# DIRECTION A:
Identify every line of the records that contains the string "tall", with case taken into account, and copy each such line.

### PASSAGE TO READ ###

Giovanni Scifoni (born 23 May 1976 in Rome) is an Italian actor and theatre director.  After musical studies (piano, singing) and first steps as a comic strip writer, he was selected to attend the Accademia Nazionale di Arte Drammatica Silvio D'Amico.

Right after graduation from the Accademia, he acted in various Italian tours of several national theater stars like  Paolo Poli, Roberto Guicciardini, Sebastiano Lo Monaco and Patrick Rossi Gastaldi. He started also a collaboration as actor and director with the international company Gen Rosso.

He debuted in cinema with the Cannes-prized movie of Marco Tullio Giordana La meglio gioventù (The Best of Youth), acting as Berto.
The first starring role was in Mio figlio, followed by its sequel Io e mio figlio - Nuove storie per il commissario Vivaldi. Then followed several fiction movies.

###

# DIRECTION B:
From the Giovanni Scifoni biography, reproduce everything from "Right after graduation" down to "acting as Berto.", renaming "Gen Rosso" as "Gen Verde" wherever it occurs.

### DATA PROVIDED ###

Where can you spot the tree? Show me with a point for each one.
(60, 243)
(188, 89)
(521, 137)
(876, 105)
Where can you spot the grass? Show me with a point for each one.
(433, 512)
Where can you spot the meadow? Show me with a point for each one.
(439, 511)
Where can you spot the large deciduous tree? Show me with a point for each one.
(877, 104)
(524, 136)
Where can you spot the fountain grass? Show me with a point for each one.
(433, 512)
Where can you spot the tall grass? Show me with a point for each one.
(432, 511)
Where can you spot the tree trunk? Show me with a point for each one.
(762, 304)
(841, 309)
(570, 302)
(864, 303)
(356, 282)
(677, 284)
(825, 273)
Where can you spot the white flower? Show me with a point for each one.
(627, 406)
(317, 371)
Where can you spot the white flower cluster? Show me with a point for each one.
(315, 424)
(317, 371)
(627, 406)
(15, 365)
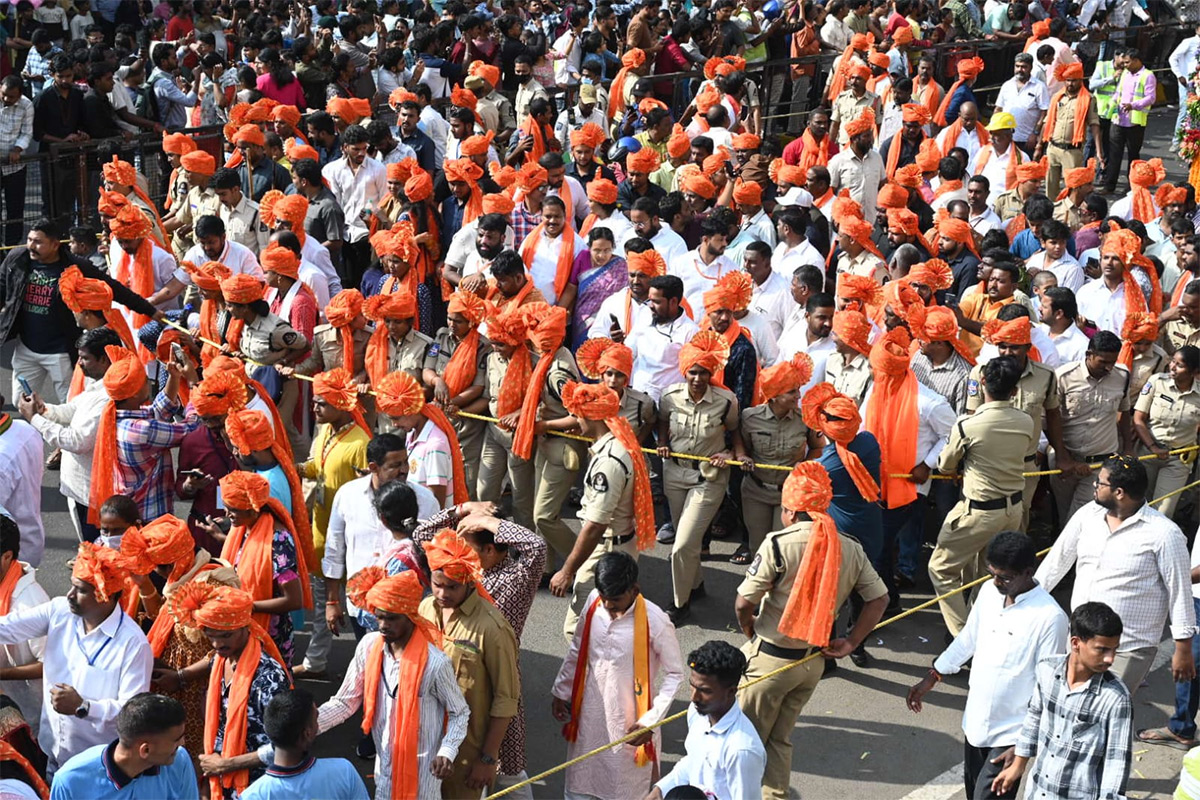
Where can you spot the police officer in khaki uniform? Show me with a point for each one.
(694, 417)
(607, 507)
(1181, 324)
(1167, 417)
(1095, 420)
(989, 447)
(1037, 395)
(773, 705)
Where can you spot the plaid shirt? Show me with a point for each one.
(144, 439)
(1084, 735)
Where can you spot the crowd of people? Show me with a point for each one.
(450, 272)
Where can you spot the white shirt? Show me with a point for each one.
(439, 699)
(774, 301)
(699, 277)
(725, 759)
(545, 262)
(72, 428)
(1102, 306)
(657, 354)
(1072, 344)
(357, 191)
(106, 666)
(1141, 571)
(1003, 645)
(1066, 269)
(1026, 102)
(237, 257)
(21, 481)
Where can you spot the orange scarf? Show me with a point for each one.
(463, 365)
(1081, 106)
(565, 254)
(643, 686)
(253, 561)
(234, 743)
(814, 154)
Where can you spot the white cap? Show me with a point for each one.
(796, 196)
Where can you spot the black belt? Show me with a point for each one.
(995, 505)
(791, 654)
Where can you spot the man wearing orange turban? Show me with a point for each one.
(694, 417)
(462, 611)
(789, 609)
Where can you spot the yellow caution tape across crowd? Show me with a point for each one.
(731, 462)
(778, 671)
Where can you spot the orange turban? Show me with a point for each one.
(597, 356)
(198, 162)
(451, 555)
(337, 389)
(603, 191)
(102, 567)
(643, 161)
(853, 329)
(747, 192)
(708, 350)
(813, 602)
(837, 416)
(281, 260)
(1014, 331)
(178, 143)
(219, 394)
(648, 263)
(250, 431)
(934, 274)
(243, 288)
(477, 145)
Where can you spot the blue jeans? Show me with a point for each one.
(1187, 696)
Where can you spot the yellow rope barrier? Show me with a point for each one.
(778, 671)
(653, 451)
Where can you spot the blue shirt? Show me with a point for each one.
(855, 516)
(94, 775)
(327, 777)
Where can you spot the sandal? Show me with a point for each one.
(1164, 737)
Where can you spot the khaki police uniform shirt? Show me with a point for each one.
(1144, 366)
(1036, 392)
(1065, 125)
(609, 487)
(269, 340)
(989, 449)
(1174, 415)
(851, 379)
(771, 439)
(775, 566)
(245, 226)
(327, 349)
(1090, 408)
(409, 354)
(1179, 332)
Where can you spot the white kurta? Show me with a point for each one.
(609, 703)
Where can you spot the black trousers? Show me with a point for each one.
(1121, 139)
(15, 206)
(978, 771)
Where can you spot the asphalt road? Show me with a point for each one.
(856, 738)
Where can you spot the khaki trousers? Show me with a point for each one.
(557, 462)
(694, 501)
(586, 578)
(957, 558)
(498, 462)
(773, 707)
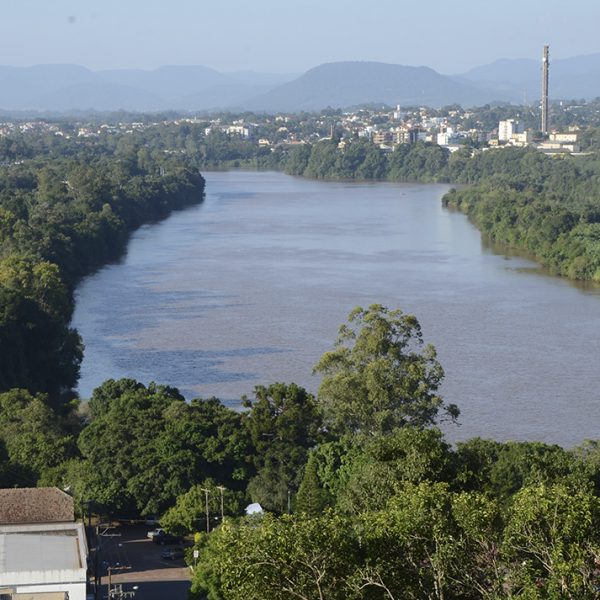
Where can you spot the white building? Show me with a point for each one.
(507, 129)
(43, 552)
(50, 557)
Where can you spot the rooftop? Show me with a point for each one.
(35, 505)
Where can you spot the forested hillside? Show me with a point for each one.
(66, 208)
(365, 498)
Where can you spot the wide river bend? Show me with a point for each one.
(250, 287)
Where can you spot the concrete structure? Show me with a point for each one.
(44, 558)
(43, 552)
(564, 138)
(545, 124)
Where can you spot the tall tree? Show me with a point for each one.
(379, 377)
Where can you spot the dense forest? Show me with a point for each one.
(365, 498)
(66, 208)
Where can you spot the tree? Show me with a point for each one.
(386, 463)
(312, 498)
(32, 436)
(189, 512)
(284, 422)
(278, 559)
(378, 378)
(551, 543)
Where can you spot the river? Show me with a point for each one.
(250, 287)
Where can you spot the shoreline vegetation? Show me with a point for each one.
(364, 498)
(546, 207)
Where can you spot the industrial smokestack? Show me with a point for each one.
(545, 67)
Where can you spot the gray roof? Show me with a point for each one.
(35, 505)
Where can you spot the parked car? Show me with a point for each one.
(172, 553)
(152, 534)
(164, 538)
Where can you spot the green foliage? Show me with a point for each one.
(551, 543)
(377, 378)
(544, 207)
(147, 447)
(289, 557)
(312, 498)
(189, 512)
(32, 437)
(284, 422)
(64, 211)
(386, 463)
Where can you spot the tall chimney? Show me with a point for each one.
(545, 67)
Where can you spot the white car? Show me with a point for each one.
(152, 534)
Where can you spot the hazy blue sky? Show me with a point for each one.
(292, 35)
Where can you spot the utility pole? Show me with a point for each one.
(205, 490)
(222, 489)
(117, 592)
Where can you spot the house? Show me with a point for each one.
(43, 551)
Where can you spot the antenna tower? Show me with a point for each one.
(545, 68)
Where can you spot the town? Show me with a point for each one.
(573, 127)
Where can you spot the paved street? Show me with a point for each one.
(140, 564)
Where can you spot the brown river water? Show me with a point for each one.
(250, 287)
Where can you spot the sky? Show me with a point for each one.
(292, 36)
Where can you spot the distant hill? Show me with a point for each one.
(344, 84)
(70, 87)
(570, 78)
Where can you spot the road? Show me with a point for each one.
(136, 561)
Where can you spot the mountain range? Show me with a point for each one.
(68, 88)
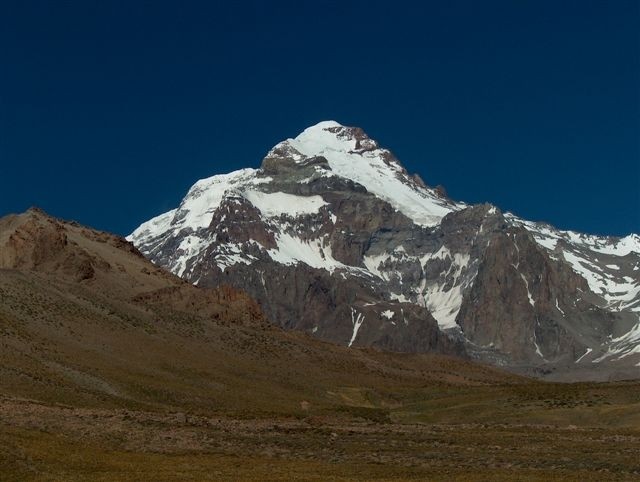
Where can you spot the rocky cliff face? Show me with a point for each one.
(333, 237)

###

# FINISHED ANSWER A:
Where can you spot the tall grass? Show me with a point for each one.
Where can you spot the tall tree? Show me with a point for each one.
Where can you spot the tall chimney? Show me with a point for each one.

# FINISHED ANSWER B:
Right after graduation from the Accademia, he acted in various Italian tours of several national theater stars like  Paolo Poli, Roberto Guicciardini, Sebastiano Lo Monaco and Patrick Rossi Gastaldi. He started also a collaboration as actor and director with the international company Gen Verde.

He debuted in cinema with the Cannes-prized movie of Marco Tullio Giordana La meglio gioventù (The Best of Youth), acting as Berto.